• Directions:
Would you retype every entry that follows without altering a word?

• Extracted data entries:
§ §
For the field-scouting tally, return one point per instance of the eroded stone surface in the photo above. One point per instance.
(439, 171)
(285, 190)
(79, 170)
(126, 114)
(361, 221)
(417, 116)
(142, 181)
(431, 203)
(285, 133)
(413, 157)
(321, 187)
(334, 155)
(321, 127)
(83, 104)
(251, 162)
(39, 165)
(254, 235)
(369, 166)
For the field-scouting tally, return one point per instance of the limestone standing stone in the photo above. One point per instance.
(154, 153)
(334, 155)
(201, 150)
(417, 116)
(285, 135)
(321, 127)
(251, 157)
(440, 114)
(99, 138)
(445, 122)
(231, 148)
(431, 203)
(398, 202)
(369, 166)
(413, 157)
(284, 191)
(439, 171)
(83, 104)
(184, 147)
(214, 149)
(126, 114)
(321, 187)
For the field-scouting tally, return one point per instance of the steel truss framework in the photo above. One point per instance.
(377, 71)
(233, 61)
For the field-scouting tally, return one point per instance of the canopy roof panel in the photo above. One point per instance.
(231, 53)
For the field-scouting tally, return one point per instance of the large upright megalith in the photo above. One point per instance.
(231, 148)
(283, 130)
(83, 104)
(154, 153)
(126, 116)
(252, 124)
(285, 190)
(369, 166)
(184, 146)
§ §
• Answer below:
For the field-scouting tally, return one point per instance of the eroded stone surface in the photo above. One point per instance.
(439, 171)
(285, 190)
(79, 170)
(126, 114)
(361, 221)
(417, 116)
(142, 181)
(431, 203)
(285, 133)
(413, 157)
(321, 187)
(334, 155)
(321, 127)
(83, 104)
(251, 162)
(39, 165)
(254, 235)
(369, 166)
For the field-scouting tally, return one point per instance of the limestone standing stone in the photo above. One point per instance.
(154, 153)
(334, 155)
(201, 150)
(417, 116)
(285, 135)
(321, 127)
(251, 157)
(440, 114)
(99, 138)
(445, 122)
(231, 148)
(431, 203)
(398, 202)
(369, 166)
(413, 157)
(284, 191)
(439, 171)
(83, 104)
(184, 147)
(214, 149)
(126, 114)
(321, 187)
For the field-scouting tally, return one point per instance of the steel truss framework in the photo above. One point per instance.
(377, 71)
(233, 61)
For the field-scouting tally, return one point per instance of the canopy roof panel in the photo above. One point per instance.
(231, 53)
For the field-scouting tally, return one point per instance of the large upright megalith in the photo above. One point per instance.
(231, 148)
(283, 130)
(83, 104)
(154, 153)
(126, 116)
(252, 124)
(285, 190)
(369, 166)
(184, 146)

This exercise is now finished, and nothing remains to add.